## Start Record excerpts
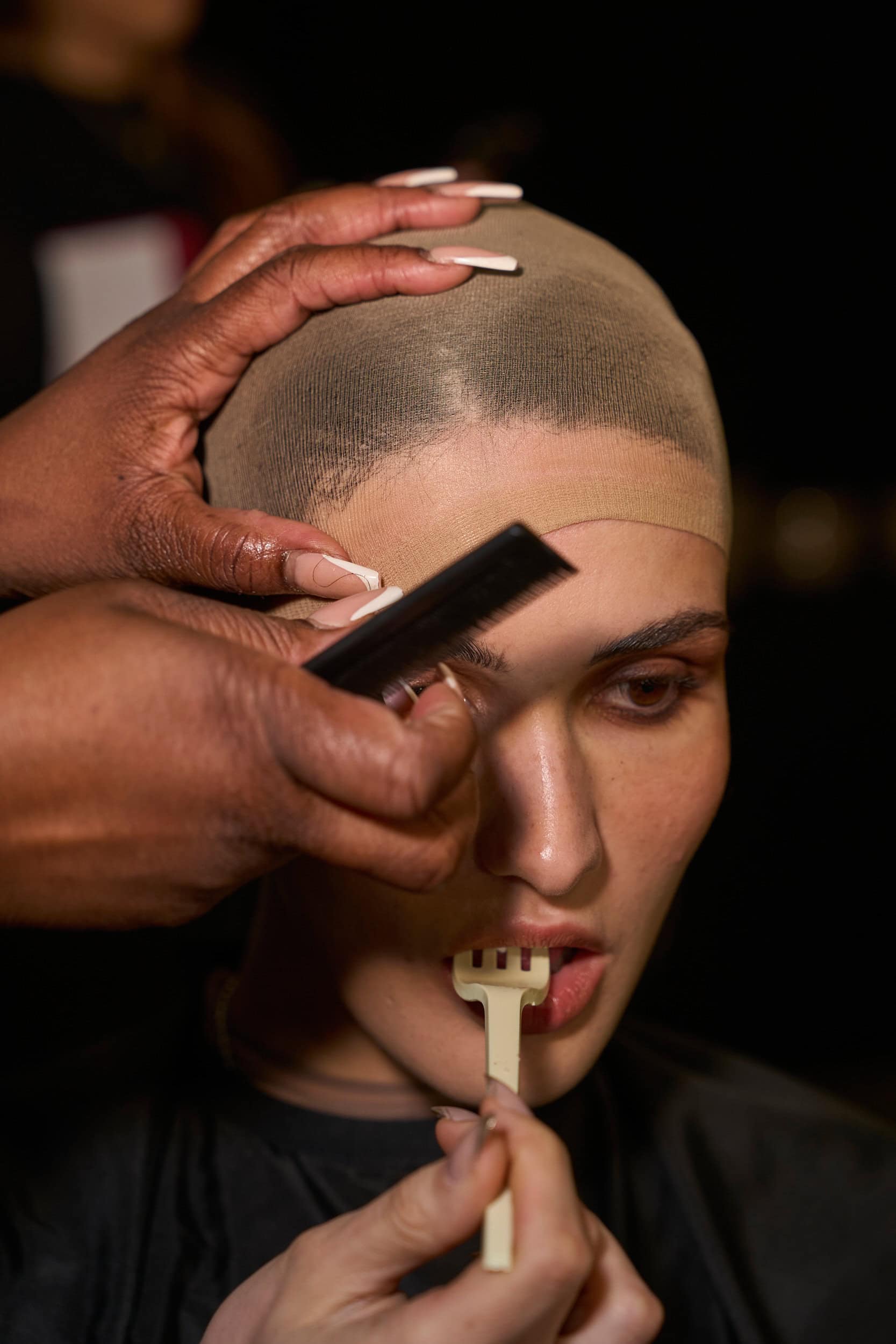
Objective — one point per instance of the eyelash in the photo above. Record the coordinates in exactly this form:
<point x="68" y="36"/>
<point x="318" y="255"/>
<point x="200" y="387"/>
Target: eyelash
<point x="684" y="684"/>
## End Record excerpts
Task prompt: Render every line of the rows above as a JSON list of strings, one string per line, with blank lines and pictures omitted.

Final result:
[
  "Objective — one point per instance of the eyelash in the photo above. Record the coordinates in exactly this form:",
  "<point x=\"68\" y=\"36\"/>",
  "<point x=\"318\" y=\"255\"/>",
  "<point x=\"200\" y=\"387\"/>",
  "Target: eyelash",
  "<point x=\"684\" y=\"684\"/>"
]